_Task brief_.
Convert the lines below, from the one containing "query: the noun phrase to segment: yellow" through the last line, into a JSON list of strings with one string per line and blank lines omitted.

_Task data_.
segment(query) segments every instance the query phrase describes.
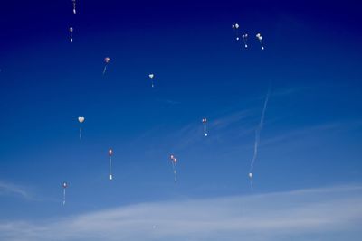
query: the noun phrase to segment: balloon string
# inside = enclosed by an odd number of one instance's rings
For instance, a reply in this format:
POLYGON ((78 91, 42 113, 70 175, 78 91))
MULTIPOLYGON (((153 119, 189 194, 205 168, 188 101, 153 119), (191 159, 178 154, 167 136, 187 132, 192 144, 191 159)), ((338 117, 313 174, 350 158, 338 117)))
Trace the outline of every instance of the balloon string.
POLYGON ((112 174, 112 157, 110 156, 110 176, 112 174))
POLYGON ((177 171, 176 170, 176 163, 174 162, 172 162, 172 169, 174 170, 174 180, 175 182, 177 181, 177 171))
POLYGON ((107 64, 104 66, 103 75, 106 73, 106 70, 107 70, 107 64))
POLYGON ((65 205, 65 188, 63 189, 63 193, 62 193, 62 205, 65 205))

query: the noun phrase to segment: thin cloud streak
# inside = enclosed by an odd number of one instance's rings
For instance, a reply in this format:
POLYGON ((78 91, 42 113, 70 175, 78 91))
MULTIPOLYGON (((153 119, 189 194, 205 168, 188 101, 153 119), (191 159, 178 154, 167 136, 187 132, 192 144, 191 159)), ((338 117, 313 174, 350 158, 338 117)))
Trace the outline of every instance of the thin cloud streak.
POLYGON ((342 186, 143 203, 43 223, 5 222, 0 239, 270 241, 313 234, 333 240, 328 234, 360 236, 360 225, 362 186, 342 186))
POLYGON ((25 188, 1 181, 0 196, 20 196, 26 199, 33 199, 32 195, 25 188))

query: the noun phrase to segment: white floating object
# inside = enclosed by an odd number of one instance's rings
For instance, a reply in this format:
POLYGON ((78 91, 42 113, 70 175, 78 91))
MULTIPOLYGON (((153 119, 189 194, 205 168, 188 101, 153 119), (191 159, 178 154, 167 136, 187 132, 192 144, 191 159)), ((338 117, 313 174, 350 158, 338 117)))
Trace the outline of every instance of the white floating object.
POLYGON ((79 116, 79 117, 78 117, 78 121, 79 121, 80 123, 83 123, 84 120, 85 120, 85 118, 84 118, 83 116, 79 116))

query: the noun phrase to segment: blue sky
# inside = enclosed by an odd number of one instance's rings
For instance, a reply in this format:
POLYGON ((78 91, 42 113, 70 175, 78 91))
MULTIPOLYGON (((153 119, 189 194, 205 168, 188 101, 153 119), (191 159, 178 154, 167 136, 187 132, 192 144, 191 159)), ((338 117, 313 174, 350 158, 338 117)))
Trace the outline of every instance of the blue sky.
POLYGON ((358 240, 358 7, 79 1, 73 15, 71 1, 4 3, 0 239, 358 240))

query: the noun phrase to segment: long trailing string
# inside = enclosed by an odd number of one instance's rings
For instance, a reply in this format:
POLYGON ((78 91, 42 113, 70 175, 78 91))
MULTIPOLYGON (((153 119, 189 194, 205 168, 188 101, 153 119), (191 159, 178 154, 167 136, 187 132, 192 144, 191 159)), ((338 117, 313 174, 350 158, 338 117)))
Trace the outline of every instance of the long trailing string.
POLYGON ((177 182, 177 171, 176 170, 176 163, 172 161, 172 169, 174 170, 174 181, 177 182))
POLYGON ((106 70, 107 70, 107 64, 104 66, 103 75, 106 73, 106 70))
MULTIPOLYGON (((258 147, 259 147, 259 142, 260 142, 260 134, 261 134, 262 126, 264 125, 265 111, 266 111, 266 108, 268 107, 269 97, 271 96, 271 90, 272 90, 272 87, 269 86, 268 93, 266 95, 265 101, 264 101, 264 106, 262 107, 261 120, 259 122, 259 125, 257 126, 257 128, 255 130, 254 153, 253 153, 253 155, 252 155, 252 163, 250 165, 250 170, 249 170, 249 173, 252 174, 252 170, 254 168, 255 160, 256 160, 256 158, 258 156, 258 147)), ((252 177, 251 177, 251 180, 252 180, 252 177)))
POLYGON ((62 205, 65 205, 65 188, 63 188, 63 191, 62 191, 62 205))
POLYGON ((112 157, 110 156, 110 180, 112 179, 112 157))

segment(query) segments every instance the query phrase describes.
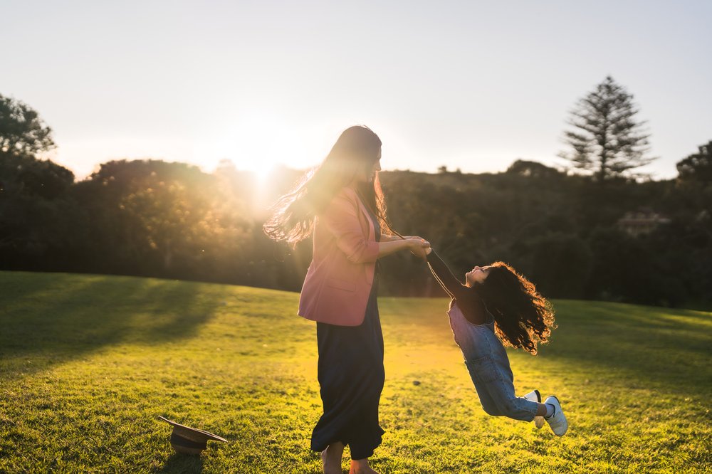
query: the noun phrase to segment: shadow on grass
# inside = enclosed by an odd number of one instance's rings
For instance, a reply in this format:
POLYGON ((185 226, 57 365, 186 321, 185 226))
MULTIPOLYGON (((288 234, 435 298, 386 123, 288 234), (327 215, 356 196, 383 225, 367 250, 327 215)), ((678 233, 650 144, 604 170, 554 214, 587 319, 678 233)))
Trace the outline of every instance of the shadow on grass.
POLYGON ((192 474, 203 472, 203 458, 200 456, 192 456, 187 454, 174 453, 159 473, 171 473, 177 474, 192 474))
POLYGON ((1 272, 0 288, 0 372, 6 376, 117 342, 190 338, 219 302, 204 285, 131 277, 1 272))
MULTIPOLYGON (((557 324, 542 354, 622 371, 674 393, 708 396, 712 317, 708 313, 596 302, 556 302, 557 324)), ((616 376, 619 376, 617 374, 616 376)))

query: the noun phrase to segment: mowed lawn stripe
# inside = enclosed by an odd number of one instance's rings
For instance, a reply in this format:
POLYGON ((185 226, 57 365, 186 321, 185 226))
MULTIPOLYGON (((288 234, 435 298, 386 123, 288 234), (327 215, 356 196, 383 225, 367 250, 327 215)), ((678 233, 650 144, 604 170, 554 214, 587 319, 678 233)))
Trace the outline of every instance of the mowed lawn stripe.
MULTIPOLYGON (((319 473, 314 323, 298 295, 150 278, 0 272, 0 472, 319 473), (178 455, 162 415, 219 434, 178 455)), ((712 314, 555 301, 511 350, 519 393, 570 423, 487 416, 443 298, 381 297, 382 473, 703 472, 712 464, 712 314)), ((343 468, 347 469, 345 457, 343 468)))

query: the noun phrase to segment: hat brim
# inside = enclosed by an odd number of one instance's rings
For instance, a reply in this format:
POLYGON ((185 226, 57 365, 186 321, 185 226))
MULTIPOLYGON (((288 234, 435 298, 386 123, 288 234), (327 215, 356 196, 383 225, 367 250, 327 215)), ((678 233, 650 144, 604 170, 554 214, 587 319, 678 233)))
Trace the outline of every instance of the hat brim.
POLYGON ((221 438, 212 433, 209 433, 207 431, 204 431, 203 430, 199 430, 195 428, 191 428, 190 426, 186 426, 185 425, 182 425, 179 423, 176 423, 169 420, 167 418, 159 416, 159 418, 173 426, 173 432, 177 436, 186 438, 191 441, 195 441, 196 443, 201 443, 203 441, 221 441, 223 443, 227 443, 228 441, 224 438, 221 438))

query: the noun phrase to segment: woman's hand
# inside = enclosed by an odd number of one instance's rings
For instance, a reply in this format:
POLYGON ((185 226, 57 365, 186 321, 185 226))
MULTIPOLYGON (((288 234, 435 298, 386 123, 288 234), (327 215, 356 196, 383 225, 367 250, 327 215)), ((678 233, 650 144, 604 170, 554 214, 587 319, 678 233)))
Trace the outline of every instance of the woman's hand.
POLYGON ((411 253, 419 258, 425 258, 430 252, 430 242, 421 237, 410 237, 408 240, 408 246, 411 253))

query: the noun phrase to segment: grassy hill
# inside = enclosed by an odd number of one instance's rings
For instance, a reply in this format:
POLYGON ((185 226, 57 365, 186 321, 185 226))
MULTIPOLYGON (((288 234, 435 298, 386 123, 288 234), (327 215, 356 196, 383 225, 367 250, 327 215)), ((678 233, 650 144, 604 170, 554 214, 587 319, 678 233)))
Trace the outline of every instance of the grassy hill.
MULTIPOLYGON (((298 295, 155 279, 0 272, 0 472, 319 473, 314 324, 298 295), (230 440, 176 455, 163 415, 230 440)), ((676 472, 712 465, 712 313, 555 301, 521 394, 570 421, 487 416, 444 300, 381 298, 382 473, 676 472), (419 384, 414 381, 419 381, 419 384)), ((345 457, 344 469, 347 469, 345 457)))

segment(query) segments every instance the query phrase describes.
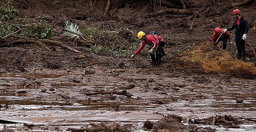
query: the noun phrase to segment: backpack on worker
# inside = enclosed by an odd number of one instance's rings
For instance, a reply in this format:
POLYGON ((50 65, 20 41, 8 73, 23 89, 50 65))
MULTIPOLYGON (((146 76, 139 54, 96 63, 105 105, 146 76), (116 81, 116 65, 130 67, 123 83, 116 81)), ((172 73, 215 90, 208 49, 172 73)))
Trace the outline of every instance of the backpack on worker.
POLYGON ((159 35, 159 33, 158 32, 156 31, 151 31, 149 32, 148 32, 148 33, 146 34, 146 35, 153 34, 154 35, 159 35))

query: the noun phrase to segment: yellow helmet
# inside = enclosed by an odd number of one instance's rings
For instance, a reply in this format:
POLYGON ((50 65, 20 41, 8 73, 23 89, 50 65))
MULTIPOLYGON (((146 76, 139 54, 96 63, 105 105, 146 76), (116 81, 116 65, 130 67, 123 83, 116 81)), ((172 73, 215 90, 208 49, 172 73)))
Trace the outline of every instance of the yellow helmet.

_Answer_.
[
  "query: the noun phrase to segment: yellow helmet",
  "# inside = enclosed by an odd number of one instance's rings",
  "For instance, a reply in this format:",
  "POLYGON ((50 65, 20 41, 8 73, 23 89, 50 65))",
  "MULTIPOLYGON (((146 76, 139 54, 96 63, 105 105, 146 76), (116 81, 116 65, 130 67, 123 83, 116 81)), ((172 73, 215 90, 208 49, 172 73)))",
  "Trace the outline of every instance of the yellow helmet."
]